***** TEXTO
O microfone é um transducer, mecanismo que transforma uma forma de energia em outra forma diferente. Ele transforma as ondas sonoras, energia mecânica que se desloca no ar, em energia elétrica, que representa através de sinais de áudio o som capturado pelo microfone. Até o final do século XIX, antes de o microfone ser inventado, o som não tinha como ser ouvido em outro tempo e lugar. Hoje, porém, você pode falar no Rio de Janeiro e ser ouvido em Berlim, pode falar em 2022 e ser ouvido daqui a 100 anos. Graças a esse dispositivo que transforma a energia sonora de um jeito que é possível registrá-la, armazená-la e processá-la, o som da nossa voz, da nossa música e de qualquer ruído pode viajar facilmente pelo mundo afora, sem limitações de espaço e tempo. Por meio dessa pequena e maravilhosa ferramenta, essencial para qualquer home studio, é possível capturar o som de qualquer fonte sonora que se possa imaginar.

Hoje em dia, existe uma infinidade do opções na hora de escolher um microfone. Porém, quando pensamos na realidade de um home studio e produções caseiras, os fatores preço e versatilidade pesam muito na hora da escolha. Mas existe ainda o fator custo-benefício que pode ajudar na hora de decidir pela ferramenta ideal de trabalho. Em muitos casos, um microfone caríssimo pode funcionar de maneira horrível se o ambiente onde ele for utilizado não estiver com tratamento acústico. Por outro lado, um microfone mais barato pode ser a escolha certa para se obter resultados profissionais no quintal de sua casa ou na varanda do seu apartamento.

Vamos tentar fazer um mapa para ajudar a escolher um microfone profissional que vai atender às reais expectativas de trabalhos produzidos em home studio. Seguindo por este caminho, considerando que muitos homes não possuem tratamento ou isolamento acústico adequado, vamos focar principalmente nos microfones dinâmicos. Isso porque, de modo geral, eles captam menos da ambiência e isso é ótimo para os espaços sem tratamento. Se o ambiente está ruim, melhor que ele fique fora da equação. Corre o risco de ficar um som mais seco, mas isso é fácil de resolver na mixagem, basta colocar um “reverbezinho” usando tecnologias como impulse response que permitem escolher e acrescentar na receita salas famosas como a Abbey Roads, na Inglaterra, ou Oceans ways, na Califórnia. Por outro lado, se o som captado vier com ambiência ruim, aquele famoso som de banheiro, é quase impossível resolver esse problema durante a mixagem. É como se os microfones dinâmicos filtrassem as imperfeições de um ambiente com ruídos e problemas acústicos. Claro, isso tem um preço, eles acabam sendo menos detalhistas que os condensadores. No final, não fica tão difícil escolher entre o detalhe que não funciona e o profissionalismo que resolve.
**********
***** DADOS FORNECIDOS
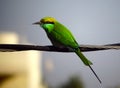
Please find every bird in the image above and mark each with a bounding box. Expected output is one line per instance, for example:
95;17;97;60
33;16;102;84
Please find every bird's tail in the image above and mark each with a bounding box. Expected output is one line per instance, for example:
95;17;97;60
75;49;102;84
75;49;92;66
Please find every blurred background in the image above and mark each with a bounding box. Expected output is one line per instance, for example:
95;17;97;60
0;0;120;88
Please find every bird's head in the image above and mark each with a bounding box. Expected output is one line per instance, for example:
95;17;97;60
33;17;56;32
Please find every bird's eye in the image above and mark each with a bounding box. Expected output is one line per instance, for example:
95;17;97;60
46;22;54;24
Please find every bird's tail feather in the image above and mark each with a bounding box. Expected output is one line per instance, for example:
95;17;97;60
75;49;92;66
75;49;102;84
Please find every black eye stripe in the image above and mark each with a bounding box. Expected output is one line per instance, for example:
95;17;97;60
45;22;54;24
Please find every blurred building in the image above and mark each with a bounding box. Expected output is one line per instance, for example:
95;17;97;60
0;32;45;88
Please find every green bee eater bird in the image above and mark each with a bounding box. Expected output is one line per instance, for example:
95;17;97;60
34;17;101;83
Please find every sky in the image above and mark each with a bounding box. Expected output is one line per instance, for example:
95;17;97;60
0;0;120;88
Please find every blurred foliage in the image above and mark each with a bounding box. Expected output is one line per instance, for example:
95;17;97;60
58;76;84;88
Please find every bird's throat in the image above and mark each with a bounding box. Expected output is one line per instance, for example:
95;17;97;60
41;23;54;33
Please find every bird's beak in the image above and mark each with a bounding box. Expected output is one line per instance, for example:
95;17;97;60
33;22;41;25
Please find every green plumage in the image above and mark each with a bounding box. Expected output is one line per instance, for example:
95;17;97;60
41;17;92;66
34;17;101;83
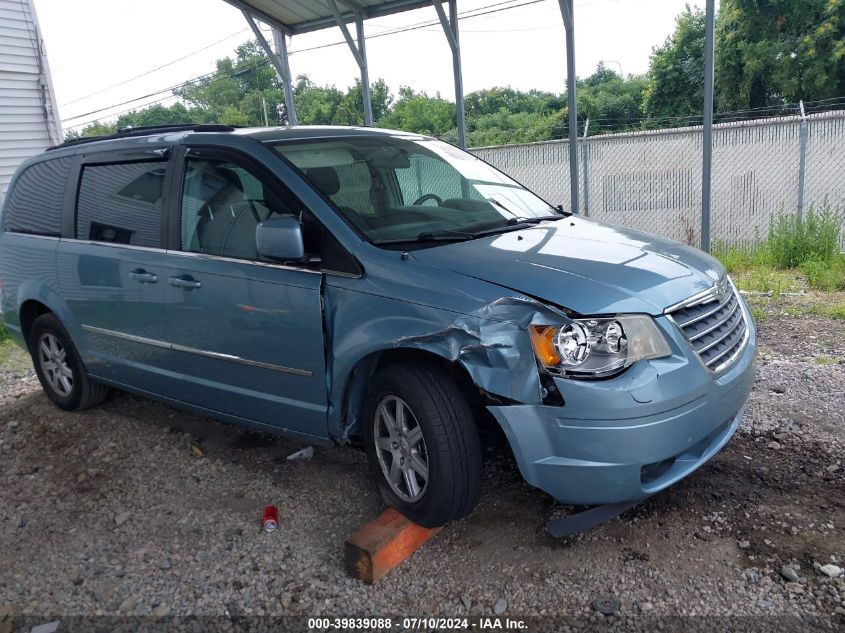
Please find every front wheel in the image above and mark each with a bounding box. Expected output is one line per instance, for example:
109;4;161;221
29;313;109;411
362;364;483;527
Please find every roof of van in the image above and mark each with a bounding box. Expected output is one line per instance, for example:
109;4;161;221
47;124;428;154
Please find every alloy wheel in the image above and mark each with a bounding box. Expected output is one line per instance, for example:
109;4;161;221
373;396;429;503
38;333;73;397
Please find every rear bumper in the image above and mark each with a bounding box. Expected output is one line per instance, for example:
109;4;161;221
489;315;756;505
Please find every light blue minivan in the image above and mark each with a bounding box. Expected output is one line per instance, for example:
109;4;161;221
0;125;755;526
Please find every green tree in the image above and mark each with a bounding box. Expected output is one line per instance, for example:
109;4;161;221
378;86;457;139
642;5;704;122
716;0;845;110
576;63;648;134
175;41;287;126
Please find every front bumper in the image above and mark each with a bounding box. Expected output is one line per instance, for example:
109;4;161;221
488;306;756;505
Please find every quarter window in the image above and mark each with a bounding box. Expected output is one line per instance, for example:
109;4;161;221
76;161;167;247
3;156;73;237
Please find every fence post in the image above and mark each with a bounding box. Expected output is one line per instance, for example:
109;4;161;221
**********
### INSTRUÇÕES DE TRABALHO:
a – Reproduza o trecho do texto sobre microfones que começa em "Hoje em dia, existe" e termina em "do seu apartamento.", trocando "microfone" por "equipamento".
b – Cite todos os lugares geográficos (cidades, países ou estados) mencionados no texto sobre microfones.
c – Dê prosseguimento ao texto sobre microfones a partir da última frase apresentada.

### RESPOSTAS ESCRITAS:
a –
Hoje em dia, existe uma infinidade do opções na hora de escolher um equipamento. Porém, quando pensamos na realidade de um home studio e produções caseiras, os fatores preço e versatilidade pesam muito na hora da escolha. Mas existe ainda o fator custo-benefício que pode ajudar na hora de decidir pela ferramenta ideal de trabalho. Em muitos casos, um equipamento caríssimo pode funcionar de maneira horrível se o ambiente onde ele for utilizado não estiver com tratamento acústico. Por outro lado, um equipamento mais barato pode ser a escolha certa para se obter resultados profissionais no quintal de sua casa ou na varanda do seu apartamento.

b – Rio de Janeiro, Berlim, Inglaterra e Califórnia.

c –
Na vasta gama dos dinâmicos, vamos nos apegar aos microfones clássicos, aqueles que são figurinhas carimbadas em qualquer estúdio profissional do mundo. Aqueles que já apareceram em gravações famosas e de sucesso incontestável. Se foi bom para eles, porque não funcionaria para nós? Claro que também vamos dar uma pincelada em um condensador clássico para aqueles que conseguiram ou têm planos para tratar a acústica do home studio.

Abaixo segue uma lista de microfones clássicos nos quais você pode investir sem medo.

Shure SM57

Richard M. Nixon

A história do sm57 começa com o Shure 55 que foi popularizado por Elvis Presley. O 55 veio com uma cápsula chamada unidyne, que provou ser uma ótima alternativa, e barata, para os caríssimos e frágeis microfones de fita ou condensadores. Logo depois, o engenheiro da Shure, Ernie Seeler desenvolveu a unidyne III, perfeita para integrar o sm57 que trouxe uma carcaça segura e resistente que visava atender a demanda do batente pesado e rigoroso do dia a dia das TVs que cresciam em popularidade. O S de “studio” e M de “microphone” no começo era referência aos estúdios de TV em vez de estúdios musicais. Em pouco tempo correu a fama deste microfone que virou referência para os estúdios de TV. Seu padrão cardioide que rejeitava maravilhosamente as imperfeições e ruídos do ambiente, seu corpo robusto à prova de balas que se mostrou seguro para uma pesada rotina de trabalho e o excelente resultado que entregava em situações onde eram exigidos volumes extremamente altos, fez com que, além dos estúdios de TV, o universo musical se apaixonasse por ele.

A verdade simples é que o sm57 vai gerar bons resultados em quase todas as aplicações possíveis. Na música, no rádio, na TV ou em gravações ao ar livre, esse microfone sempre vai entregar bons registros. No caso do home studio, vai gravar bem as guitarras, a voz, violão e diversos outros instrumentos acústicos. É ótimo também para gravar caixas e tons de bateria, devido à sua alta taxa de SPL, que é a taxa que indica o quanto de pressão e volume a capsula suporta, antes de distorcer.

Vale ressaltar ainda sua construção, que foi projetada para suportar grandes adversidades. Durante os testes, os engenheiros da Shure submeteram o pequeno aos mais diversos tipos de abusos, como deixar cair de lugares altos, mergulhá-lo na água e ainda tiveram a coragem de colocá-lo no forno para assar. Como resultado, este é um microfone para trilhar em meio as mais diversas tribulações que o dia a dia de músico pode gerar, sem quebrar no meio do caminho.

É notório que, desde que foi lançado em 1965, todos os presidentes americanos usam o sm57 e cada novo presidente recebe uma caixa vip com dois exemplares. Saber que ele não vai parar no meio de um pronunciamento já é um bom motivo para manter a tradição.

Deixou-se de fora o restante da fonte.